WHAT IS REQUIRED: Where a line below has the string "pink" in it, include it in the count, and give that count alone.

[Point localization data]
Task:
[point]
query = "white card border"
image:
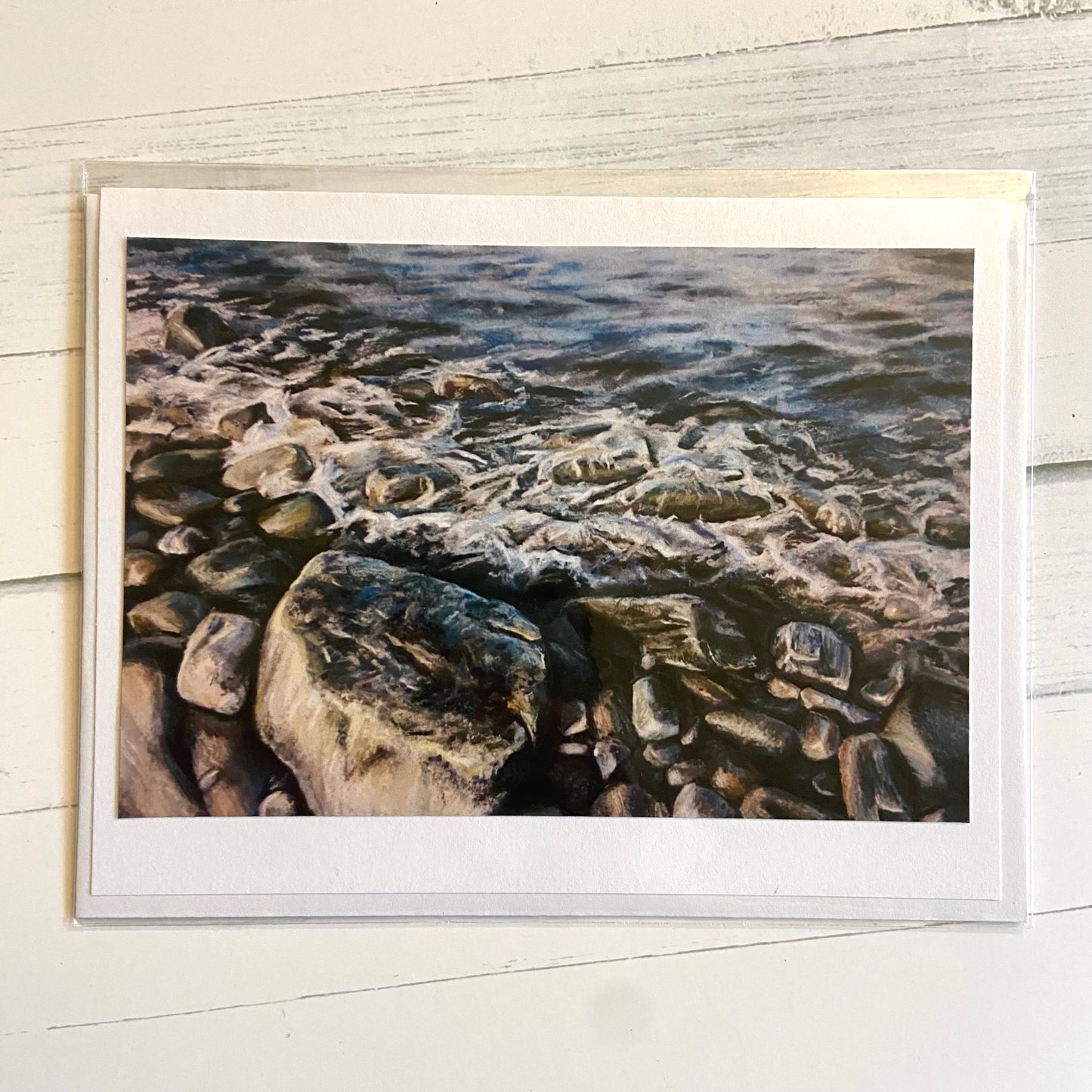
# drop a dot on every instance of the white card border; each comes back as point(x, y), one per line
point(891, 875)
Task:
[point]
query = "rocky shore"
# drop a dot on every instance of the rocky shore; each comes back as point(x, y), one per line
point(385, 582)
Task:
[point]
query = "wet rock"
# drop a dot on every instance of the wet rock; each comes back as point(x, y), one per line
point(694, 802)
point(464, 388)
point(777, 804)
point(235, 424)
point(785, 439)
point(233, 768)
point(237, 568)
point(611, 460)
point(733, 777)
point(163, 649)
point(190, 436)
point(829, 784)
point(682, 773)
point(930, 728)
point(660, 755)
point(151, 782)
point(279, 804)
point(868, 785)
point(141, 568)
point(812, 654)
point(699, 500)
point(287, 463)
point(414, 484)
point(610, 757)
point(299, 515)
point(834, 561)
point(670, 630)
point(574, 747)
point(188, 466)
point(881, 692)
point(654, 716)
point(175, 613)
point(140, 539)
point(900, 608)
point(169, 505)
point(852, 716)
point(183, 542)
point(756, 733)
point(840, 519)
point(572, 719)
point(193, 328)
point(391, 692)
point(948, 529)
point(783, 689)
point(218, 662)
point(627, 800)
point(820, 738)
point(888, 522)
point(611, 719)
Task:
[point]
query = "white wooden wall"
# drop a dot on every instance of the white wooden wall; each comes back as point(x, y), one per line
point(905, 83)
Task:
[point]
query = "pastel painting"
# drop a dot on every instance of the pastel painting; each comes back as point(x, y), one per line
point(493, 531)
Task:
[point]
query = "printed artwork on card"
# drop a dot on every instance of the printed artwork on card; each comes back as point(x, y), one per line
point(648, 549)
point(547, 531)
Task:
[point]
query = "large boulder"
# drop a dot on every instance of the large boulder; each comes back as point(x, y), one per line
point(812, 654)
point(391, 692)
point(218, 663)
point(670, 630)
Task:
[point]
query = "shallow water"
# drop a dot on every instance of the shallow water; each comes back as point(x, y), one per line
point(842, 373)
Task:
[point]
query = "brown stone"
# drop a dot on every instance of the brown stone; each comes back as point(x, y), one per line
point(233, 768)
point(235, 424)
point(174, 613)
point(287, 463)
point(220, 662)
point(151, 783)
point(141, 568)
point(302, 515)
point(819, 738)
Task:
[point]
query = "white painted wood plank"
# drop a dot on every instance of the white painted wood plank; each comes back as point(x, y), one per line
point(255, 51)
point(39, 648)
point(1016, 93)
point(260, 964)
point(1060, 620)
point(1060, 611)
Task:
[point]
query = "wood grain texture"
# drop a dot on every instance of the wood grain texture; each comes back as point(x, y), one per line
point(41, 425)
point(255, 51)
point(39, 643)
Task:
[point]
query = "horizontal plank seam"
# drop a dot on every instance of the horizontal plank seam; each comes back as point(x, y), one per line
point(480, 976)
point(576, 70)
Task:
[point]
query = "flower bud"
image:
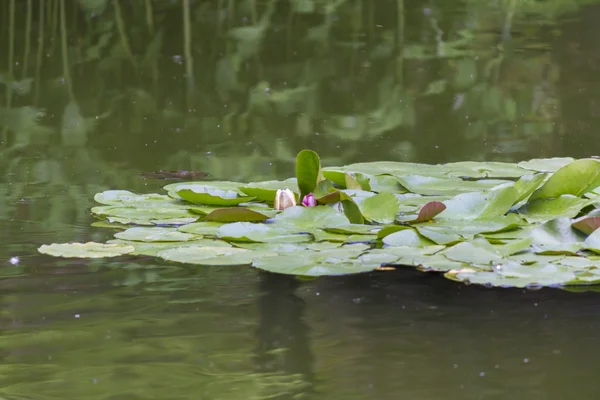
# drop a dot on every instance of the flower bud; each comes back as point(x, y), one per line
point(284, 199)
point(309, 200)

==

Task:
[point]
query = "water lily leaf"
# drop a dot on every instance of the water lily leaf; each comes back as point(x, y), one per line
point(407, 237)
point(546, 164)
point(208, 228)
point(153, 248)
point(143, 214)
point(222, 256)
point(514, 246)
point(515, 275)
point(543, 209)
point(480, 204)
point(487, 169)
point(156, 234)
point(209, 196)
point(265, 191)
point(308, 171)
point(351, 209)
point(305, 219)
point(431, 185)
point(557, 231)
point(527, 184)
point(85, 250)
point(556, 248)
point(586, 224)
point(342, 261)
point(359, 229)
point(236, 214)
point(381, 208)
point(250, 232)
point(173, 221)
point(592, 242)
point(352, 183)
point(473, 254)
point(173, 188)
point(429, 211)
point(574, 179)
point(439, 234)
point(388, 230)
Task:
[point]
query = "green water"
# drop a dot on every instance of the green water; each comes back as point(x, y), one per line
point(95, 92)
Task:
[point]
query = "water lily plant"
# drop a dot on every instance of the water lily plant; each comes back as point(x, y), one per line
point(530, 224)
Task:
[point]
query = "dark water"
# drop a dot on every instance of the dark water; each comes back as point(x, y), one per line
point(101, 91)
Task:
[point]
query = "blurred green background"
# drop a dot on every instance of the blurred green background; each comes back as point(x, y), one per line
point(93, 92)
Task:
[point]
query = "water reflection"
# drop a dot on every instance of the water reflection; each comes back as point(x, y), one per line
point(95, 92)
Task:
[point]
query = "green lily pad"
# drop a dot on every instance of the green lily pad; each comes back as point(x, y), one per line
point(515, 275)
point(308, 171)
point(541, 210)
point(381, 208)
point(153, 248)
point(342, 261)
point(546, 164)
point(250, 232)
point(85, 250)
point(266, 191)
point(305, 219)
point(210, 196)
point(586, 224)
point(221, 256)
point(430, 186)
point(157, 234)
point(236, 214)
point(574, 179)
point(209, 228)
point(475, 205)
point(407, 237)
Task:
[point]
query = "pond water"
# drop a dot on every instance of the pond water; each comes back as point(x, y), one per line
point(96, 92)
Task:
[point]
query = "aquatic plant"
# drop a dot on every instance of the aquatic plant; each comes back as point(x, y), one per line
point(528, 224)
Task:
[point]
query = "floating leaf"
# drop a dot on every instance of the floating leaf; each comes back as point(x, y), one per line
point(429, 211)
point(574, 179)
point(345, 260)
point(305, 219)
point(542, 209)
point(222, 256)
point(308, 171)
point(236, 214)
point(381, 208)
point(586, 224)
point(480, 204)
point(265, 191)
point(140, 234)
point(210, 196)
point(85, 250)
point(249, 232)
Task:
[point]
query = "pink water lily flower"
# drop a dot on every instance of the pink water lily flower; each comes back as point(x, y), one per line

OUTPUT FOR THIS EXERCISE: 2